## STATED PROBLEM
Return, word for word, only the lines from the one containing "TARGET = shadow on road" through the last line of the entries.
··· RECORDS ···
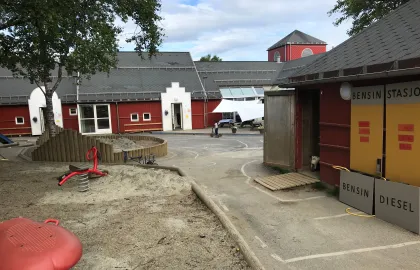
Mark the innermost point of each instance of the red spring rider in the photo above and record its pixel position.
(92, 153)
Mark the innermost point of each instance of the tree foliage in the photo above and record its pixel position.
(363, 12)
(209, 58)
(42, 37)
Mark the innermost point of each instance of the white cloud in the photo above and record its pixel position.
(242, 29)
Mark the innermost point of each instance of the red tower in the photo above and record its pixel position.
(295, 45)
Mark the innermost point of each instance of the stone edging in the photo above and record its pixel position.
(248, 254)
(9, 145)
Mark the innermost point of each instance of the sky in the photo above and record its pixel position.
(241, 30)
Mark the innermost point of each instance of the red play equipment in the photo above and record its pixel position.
(30, 245)
(92, 153)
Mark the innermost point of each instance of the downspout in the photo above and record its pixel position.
(118, 118)
(205, 96)
(77, 87)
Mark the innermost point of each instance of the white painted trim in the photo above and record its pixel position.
(95, 118)
(134, 120)
(73, 114)
(150, 117)
(23, 120)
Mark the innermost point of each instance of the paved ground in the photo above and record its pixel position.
(301, 229)
(223, 130)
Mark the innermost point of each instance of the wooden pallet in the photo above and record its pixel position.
(285, 181)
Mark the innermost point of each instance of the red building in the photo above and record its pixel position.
(294, 46)
(322, 118)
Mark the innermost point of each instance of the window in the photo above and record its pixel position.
(134, 117)
(73, 111)
(147, 117)
(307, 52)
(276, 56)
(94, 118)
(19, 120)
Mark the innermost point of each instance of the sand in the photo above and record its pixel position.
(125, 144)
(134, 218)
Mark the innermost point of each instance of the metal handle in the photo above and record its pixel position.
(55, 221)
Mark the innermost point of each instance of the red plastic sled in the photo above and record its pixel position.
(30, 245)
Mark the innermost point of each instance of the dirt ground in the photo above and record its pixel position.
(132, 219)
(126, 144)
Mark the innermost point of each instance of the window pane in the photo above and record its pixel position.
(86, 111)
(248, 92)
(102, 111)
(88, 126)
(103, 123)
(225, 92)
(236, 92)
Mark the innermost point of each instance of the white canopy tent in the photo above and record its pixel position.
(247, 110)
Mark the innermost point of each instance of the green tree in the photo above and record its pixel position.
(209, 58)
(363, 12)
(42, 37)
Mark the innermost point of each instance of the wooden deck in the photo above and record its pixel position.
(285, 181)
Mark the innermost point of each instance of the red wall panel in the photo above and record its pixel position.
(70, 121)
(213, 117)
(197, 107)
(8, 124)
(126, 109)
(297, 50)
(293, 52)
(334, 133)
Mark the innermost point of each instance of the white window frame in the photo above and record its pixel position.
(98, 131)
(134, 120)
(72, 114)
(150, 117)
(23, 120)
(276, 54)
(307, 49)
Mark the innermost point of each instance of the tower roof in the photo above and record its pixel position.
(297, 37)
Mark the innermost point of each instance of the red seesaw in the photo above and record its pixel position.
(92, 154)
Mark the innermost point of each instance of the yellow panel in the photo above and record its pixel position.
(402, 145)
(402, 163)
(366, 140)
(366, 136)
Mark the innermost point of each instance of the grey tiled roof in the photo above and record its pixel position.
(131, 83)
(297, 37)
(18, 90)
(162, 59)
(395, 37)
(237, 73)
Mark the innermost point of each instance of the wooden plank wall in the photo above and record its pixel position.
(71, 146)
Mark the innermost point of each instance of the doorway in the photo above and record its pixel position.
(310, 129)
(176, 116)
(41, 119)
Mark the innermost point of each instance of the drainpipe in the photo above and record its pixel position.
(77, 87)
(118, 118)
(205, 101)
(285, 52)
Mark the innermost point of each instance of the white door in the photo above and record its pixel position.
(41, 119)
(173, 116)
(94, 119)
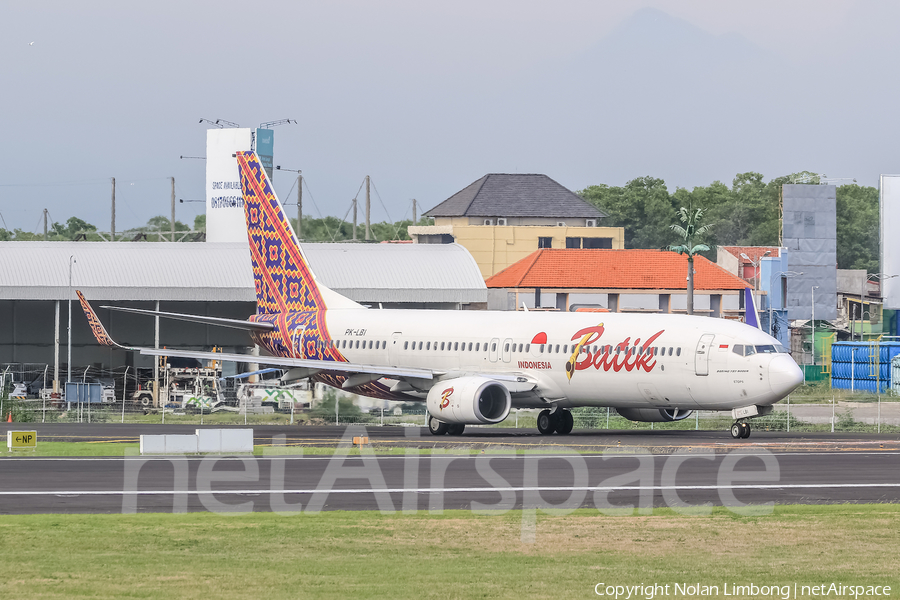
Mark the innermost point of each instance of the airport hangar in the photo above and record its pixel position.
(214, 279)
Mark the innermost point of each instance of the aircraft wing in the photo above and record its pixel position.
(318, 365)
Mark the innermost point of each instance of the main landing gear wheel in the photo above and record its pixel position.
(436, 427)
(565, 422)
(740, 430)
(546, 422)
(456, 429)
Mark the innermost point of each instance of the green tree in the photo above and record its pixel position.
(643, 207)
(71, 230)
(691, 236)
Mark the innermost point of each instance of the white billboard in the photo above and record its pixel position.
(224, 201)
(889, 200)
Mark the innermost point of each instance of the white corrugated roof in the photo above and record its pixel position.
(222, 272)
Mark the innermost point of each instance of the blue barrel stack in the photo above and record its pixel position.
(863, 366)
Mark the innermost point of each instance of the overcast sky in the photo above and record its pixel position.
(427, 97)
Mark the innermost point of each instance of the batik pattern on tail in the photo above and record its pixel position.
(286, 293)
(97, 327)
(284, 282)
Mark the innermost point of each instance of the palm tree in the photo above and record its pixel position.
(690, 234)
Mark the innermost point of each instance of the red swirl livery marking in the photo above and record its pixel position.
(445, 398)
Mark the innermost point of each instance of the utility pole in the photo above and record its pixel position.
(112, 227)
(368, 210)
(173, 208)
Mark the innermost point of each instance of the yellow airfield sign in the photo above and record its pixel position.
(21, 440)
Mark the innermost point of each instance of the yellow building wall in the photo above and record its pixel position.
(495, 248)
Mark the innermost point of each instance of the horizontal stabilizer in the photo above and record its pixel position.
(222, 322)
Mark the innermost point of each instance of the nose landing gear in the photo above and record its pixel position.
(740, 430)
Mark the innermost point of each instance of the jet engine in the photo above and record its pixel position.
(654, 415)
(469, 400)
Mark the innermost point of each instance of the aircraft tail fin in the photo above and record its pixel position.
(284, 281)
(751, 314)
(96, 326)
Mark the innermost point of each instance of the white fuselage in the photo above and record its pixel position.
(690, 362)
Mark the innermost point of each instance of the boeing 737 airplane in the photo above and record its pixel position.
(472, 367)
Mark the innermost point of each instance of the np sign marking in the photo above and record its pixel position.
(20, 440)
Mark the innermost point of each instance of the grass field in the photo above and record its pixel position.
(454, 555)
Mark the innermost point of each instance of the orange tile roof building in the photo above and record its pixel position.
(744, 261)
(617, 280)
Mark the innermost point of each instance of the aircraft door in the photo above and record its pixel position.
(394, 348)
(701, 358)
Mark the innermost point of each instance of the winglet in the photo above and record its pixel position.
(96, 326)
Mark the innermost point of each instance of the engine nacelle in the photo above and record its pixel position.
(654, 415)
(469, 400)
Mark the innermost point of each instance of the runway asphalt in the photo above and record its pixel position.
(657, 442)
(675, 469)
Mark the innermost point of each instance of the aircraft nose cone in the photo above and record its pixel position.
(784, 375)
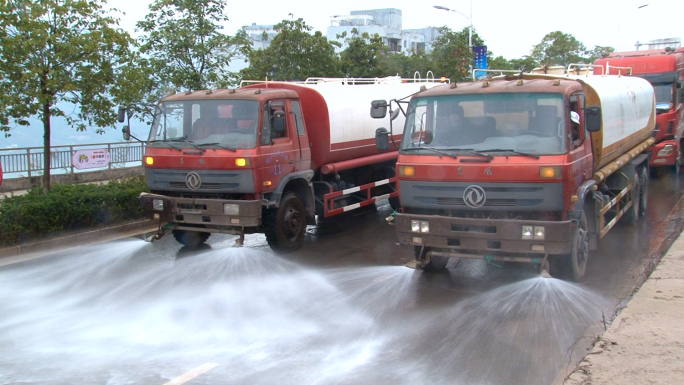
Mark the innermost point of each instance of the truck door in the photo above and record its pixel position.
(580, 142)
(278, 150)
(296, 120)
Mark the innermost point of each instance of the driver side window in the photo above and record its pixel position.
(576, 133)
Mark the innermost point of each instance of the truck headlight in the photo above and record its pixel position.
(420, 226)
(231, 209)
(528, 232)
(415, 226)
(666, 151)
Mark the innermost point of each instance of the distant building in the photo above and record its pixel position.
(384, 22)
(419, 40)
(261, 35)
(387, 23)
(673, 43)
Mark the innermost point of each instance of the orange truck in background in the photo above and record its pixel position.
(664, 69)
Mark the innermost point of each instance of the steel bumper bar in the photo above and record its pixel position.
(485, 237)
(206, 212)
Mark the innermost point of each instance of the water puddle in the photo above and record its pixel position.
(119, 314)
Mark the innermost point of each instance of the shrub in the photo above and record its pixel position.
(37, 215)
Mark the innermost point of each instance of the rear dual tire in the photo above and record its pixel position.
(191, 239)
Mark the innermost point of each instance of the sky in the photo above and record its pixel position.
(509, 28)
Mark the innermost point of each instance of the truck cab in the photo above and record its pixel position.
(214, 157)
(521, 168)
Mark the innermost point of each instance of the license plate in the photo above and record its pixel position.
(190, 211)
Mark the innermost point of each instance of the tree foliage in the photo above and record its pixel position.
(60, 51)
(451, 56)
(558, 48)
(294, 54)
(185, 45)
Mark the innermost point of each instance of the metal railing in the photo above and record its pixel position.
(30, 160)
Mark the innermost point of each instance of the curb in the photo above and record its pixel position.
(85, 237)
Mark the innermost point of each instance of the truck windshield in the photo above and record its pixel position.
(222, 123)
(664, 93)
(526, 123)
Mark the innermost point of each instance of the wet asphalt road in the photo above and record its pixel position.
(342, 310)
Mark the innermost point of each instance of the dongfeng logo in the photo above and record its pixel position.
(193, 181)
(474, 196)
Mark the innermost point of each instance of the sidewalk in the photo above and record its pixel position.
(645, 343)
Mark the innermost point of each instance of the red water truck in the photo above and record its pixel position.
(664, 69)
(522, 168)
(267, 157)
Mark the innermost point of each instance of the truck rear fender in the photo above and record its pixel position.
(586, 203)
(300, 183)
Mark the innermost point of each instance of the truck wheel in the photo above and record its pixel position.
(436, 263)
(286, 226)
(191, 239)
(643, 202)
(574, 265)
(632, 215)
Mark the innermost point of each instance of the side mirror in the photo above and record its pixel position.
(593, 119)
(378, 109)
(279, 121)
(424, 136)
(382, 139)
(121, 117)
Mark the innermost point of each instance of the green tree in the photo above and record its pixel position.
(598, 52)
(185, 45)
(558, 48)
(56, 51)
(406, 66)
(363, 56)
(451, 55)
(294, 54)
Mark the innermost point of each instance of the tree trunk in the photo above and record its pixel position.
(47, 156)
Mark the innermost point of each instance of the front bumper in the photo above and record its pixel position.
(202, 212)
(485, 237)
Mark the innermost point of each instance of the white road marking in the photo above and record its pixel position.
(352, 207)
(351, 190)
(198, 371)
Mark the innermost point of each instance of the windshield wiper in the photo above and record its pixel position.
(167, 143)
(535, 156)
(471, 151)
(431, 149)
(183, 140)
(218, 145)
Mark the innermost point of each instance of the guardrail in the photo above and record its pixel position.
(30, 160)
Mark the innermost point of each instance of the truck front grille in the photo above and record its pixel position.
(499, 196)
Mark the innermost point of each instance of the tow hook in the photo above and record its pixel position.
(544, 273)
(156, 236)
(241, 239)
(390, 219)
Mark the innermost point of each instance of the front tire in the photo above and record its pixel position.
(632, 215)
(286, 226)
(435, 264)
(191, 239)
(574, 265)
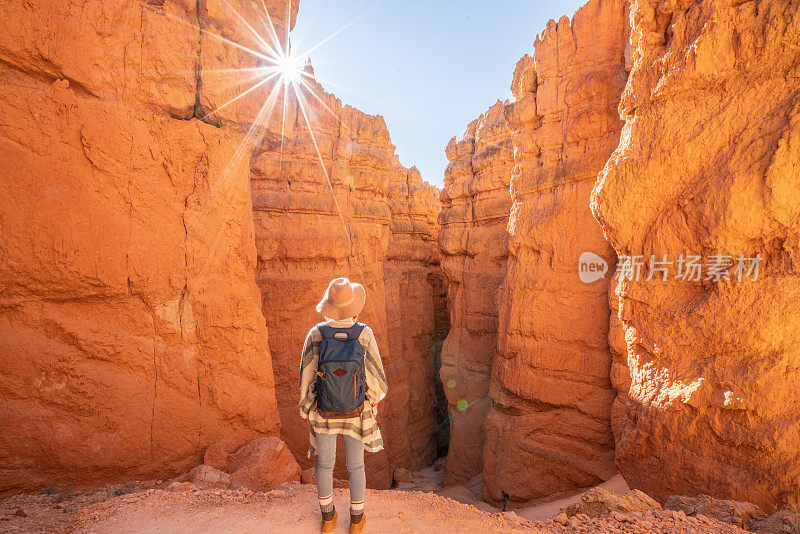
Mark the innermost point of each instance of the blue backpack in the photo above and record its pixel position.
(341, 384)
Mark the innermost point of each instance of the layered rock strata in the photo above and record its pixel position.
(473, 243)
(548, 429)
(131, 334)
(708, 165)
(374, 223)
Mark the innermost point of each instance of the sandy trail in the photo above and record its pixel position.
(292, 508)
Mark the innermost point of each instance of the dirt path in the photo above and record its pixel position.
(293, 509)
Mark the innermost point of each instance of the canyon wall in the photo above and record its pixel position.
(548, 429)
(473, 243)
(130, 330)
(708, 373)
(375, 224)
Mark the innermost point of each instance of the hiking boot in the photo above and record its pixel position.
(357, 523)
(328, 522)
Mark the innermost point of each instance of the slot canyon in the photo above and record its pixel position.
(165, 238)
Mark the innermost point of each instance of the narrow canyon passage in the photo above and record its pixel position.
(165, 240)
(385, 237)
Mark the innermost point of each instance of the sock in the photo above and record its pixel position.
(356, 511)
(327, 511)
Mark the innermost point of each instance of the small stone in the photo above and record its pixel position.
(561, 519)
(308, 476)
(402, 475)
(180, 487)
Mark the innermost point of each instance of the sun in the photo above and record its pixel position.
(290, 69)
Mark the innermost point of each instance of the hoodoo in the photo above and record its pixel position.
(173, 203)
(707, 374)
(474, 248)
(381, 231)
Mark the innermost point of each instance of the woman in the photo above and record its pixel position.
(341, 383)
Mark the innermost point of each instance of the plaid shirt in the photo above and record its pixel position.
(364, 426)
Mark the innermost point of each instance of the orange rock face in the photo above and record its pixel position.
(548, 429)
(474, 244)
(707, 375)
(376, 225)
(131, 334)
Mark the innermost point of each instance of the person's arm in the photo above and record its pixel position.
(309, 360)
(376, 378)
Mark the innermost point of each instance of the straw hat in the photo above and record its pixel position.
(342, 300)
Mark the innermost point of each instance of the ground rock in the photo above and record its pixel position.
(598, 502)
(308, 476)
(401, 475)
(742, 514)
(706, 374)
(180, 487)
(262, 465)
(473, 247)
(458, 493)
(549, 426)
(206, 477)
(781, 522)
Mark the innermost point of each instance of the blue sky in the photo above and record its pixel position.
(429, 67)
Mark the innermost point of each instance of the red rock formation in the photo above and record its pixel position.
(708, 163)
(473, 243)
(548, 429)
(384, 237)
(130, 329)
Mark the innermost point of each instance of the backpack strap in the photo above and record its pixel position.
(329, 332)
(326, 331)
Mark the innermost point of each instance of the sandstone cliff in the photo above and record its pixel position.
(130, 329)
(384, 237)
(548, 429)
(707, 375)
(473, 244)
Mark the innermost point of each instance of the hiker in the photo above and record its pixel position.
(341, 383)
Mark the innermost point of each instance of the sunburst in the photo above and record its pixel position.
(282, 70)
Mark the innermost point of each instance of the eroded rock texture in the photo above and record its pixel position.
(708, 163)
(474, 248)
(548, 429)
(130, 328)
(380, 231)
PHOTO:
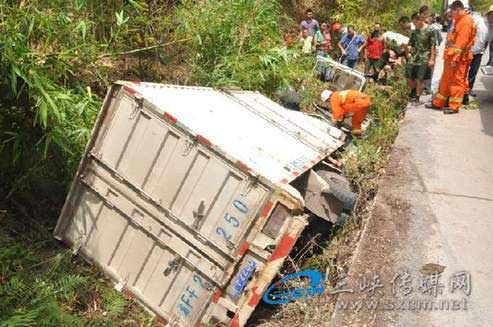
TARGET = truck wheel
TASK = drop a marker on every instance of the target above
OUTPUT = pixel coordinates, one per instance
(340, 188)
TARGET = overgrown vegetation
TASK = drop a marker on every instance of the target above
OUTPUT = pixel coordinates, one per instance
(57, 59)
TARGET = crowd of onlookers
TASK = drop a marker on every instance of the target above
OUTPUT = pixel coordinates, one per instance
(382, 50)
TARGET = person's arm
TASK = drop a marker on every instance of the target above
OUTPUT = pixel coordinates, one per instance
(363, 44)
(464, 32)
(340, 44)
(433, 40)
(409, 47)
(337, 111)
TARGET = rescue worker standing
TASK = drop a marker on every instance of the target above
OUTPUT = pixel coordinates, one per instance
(458, 57)
(348, 102)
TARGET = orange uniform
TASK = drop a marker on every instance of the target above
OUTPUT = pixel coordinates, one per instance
(458, 57)
(345, 102)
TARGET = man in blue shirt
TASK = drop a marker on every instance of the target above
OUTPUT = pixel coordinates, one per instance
(351, 45)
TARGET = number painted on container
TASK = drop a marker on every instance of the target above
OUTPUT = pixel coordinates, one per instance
(222, 232)
(240, 206)
(232, 220)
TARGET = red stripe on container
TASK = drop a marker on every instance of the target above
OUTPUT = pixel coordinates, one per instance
(255, 298)
(216, 296)
(235, 322)
(170, 118)
(266, 210)
(202, 140)
(243, 248)
(284, 247)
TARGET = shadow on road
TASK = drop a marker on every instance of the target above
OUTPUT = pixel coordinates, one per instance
(485, 97)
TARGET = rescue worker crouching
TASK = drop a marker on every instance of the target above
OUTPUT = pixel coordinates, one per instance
(348, 102)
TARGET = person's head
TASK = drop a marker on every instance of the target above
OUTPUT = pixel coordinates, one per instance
(351, 31)
(424, 11)
(489, 14)
(325, 96)
(418, 20)
(457, 8)
(309, 14)
(375, 34)
(405, 23)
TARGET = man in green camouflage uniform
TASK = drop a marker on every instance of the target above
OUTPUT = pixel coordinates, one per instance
···
## RESPONSE
TARGET = shadow on road
TASK = drop a marker on every instance of the target above
OUTPUT = pixel coordinates, one per instance
(485, 97)
TARGET = rescue worker crouching
TASK = drop a marker on every instance of the target above
OUTPUT = pixel coordinates, one per instance
(348, 102)
TARGET = person's head
TASK = drop a marker on every instance of the target above
OUTPUT = pixel coordinates, one per instance
(351, 31)
(424, 11)
(489, 14)
(325, 96)
(418, 20)
(457, 8)
(309, 14)
(375, 34)
(405, 23)
TARGET = man in green camouflage uniform
TASK = drop a marker on every instance of the target above
OUTPUT = pixel coordinates, one per instance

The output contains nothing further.